In the part of the data that opens with the line containing "Guideline: for every instance of the dark" and closes with the line containing "<point>901,617</point>", switch "dark trousers" to "black trousers" and give back only those lines, otherwise unchanged.

■ Information shown
Begin

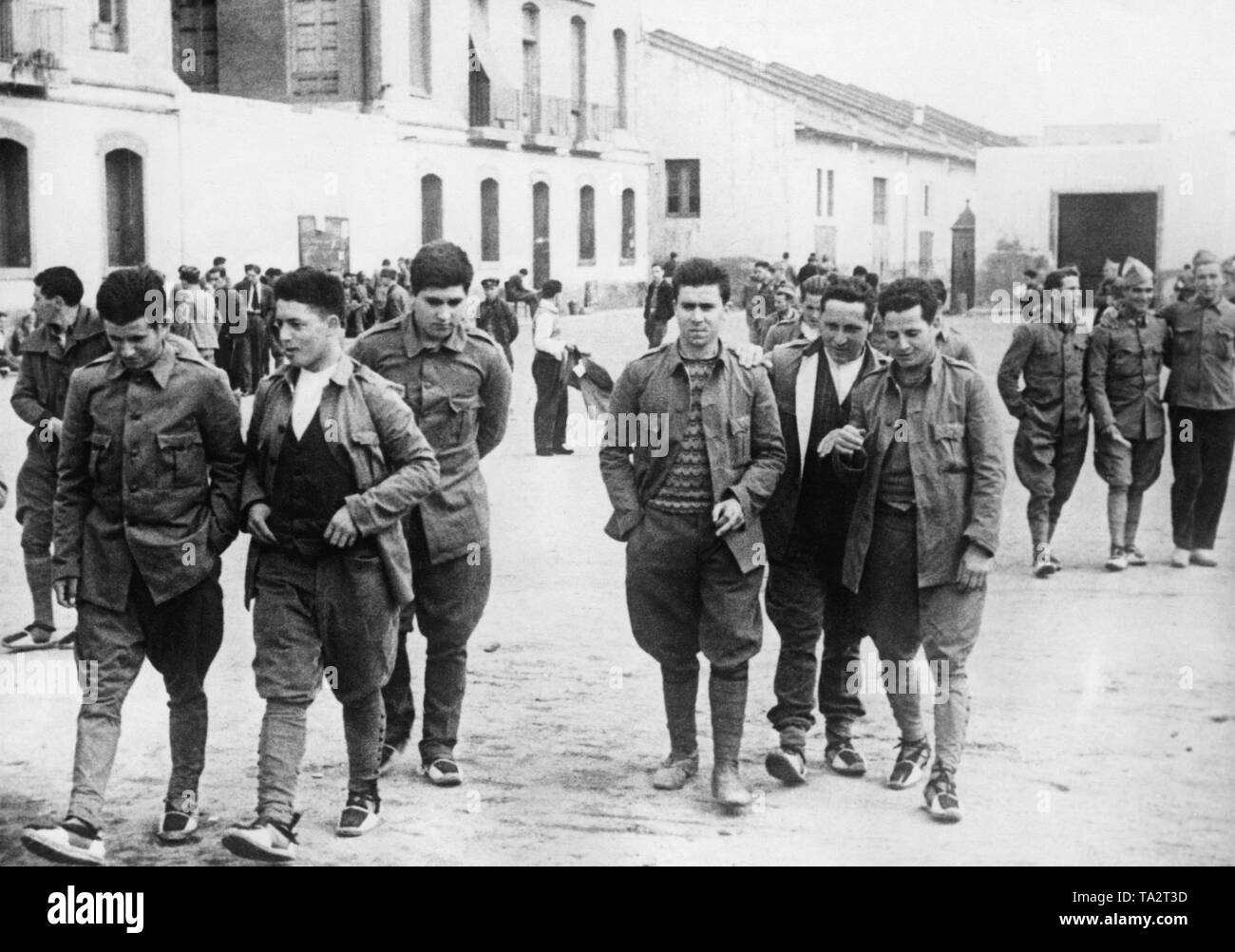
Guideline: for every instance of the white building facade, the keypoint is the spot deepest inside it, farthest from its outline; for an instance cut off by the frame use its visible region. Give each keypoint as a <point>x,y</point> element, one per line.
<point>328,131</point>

End
Begin

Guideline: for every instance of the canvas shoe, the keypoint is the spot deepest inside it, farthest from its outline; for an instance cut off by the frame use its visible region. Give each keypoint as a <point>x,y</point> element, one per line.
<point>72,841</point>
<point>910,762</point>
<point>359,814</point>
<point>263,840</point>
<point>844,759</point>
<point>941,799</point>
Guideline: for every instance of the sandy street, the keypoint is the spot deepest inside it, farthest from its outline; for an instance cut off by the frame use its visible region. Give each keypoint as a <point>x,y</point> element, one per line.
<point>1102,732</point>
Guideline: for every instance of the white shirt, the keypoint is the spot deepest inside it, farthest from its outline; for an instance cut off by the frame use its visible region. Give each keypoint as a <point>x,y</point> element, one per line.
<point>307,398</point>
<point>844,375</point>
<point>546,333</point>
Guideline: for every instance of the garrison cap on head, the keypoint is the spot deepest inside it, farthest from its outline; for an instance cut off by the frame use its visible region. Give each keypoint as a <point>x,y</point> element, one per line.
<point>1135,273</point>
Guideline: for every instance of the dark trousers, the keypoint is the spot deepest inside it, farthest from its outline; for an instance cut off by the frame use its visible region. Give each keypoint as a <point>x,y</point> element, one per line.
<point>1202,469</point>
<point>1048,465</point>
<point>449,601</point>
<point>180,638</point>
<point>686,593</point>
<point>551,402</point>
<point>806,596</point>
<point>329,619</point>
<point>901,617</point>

End

■ Exercise output
Guideline: for every instance of the black trousers, the keypoint is the spot deepest inside it, farthest from its outline; for an instance cut off by the frame use its visible region. Give each keypoint as a <point>x,y</point> element, one per line.
<point>1202,469</point>
<point>1048,465</point>
<point>449,601</point>
<point>180,638</point>
<point>686,593</point>
<point>551,402</point>
<point>806,596</point>
<point>329,619</point>
<point>901,617</point>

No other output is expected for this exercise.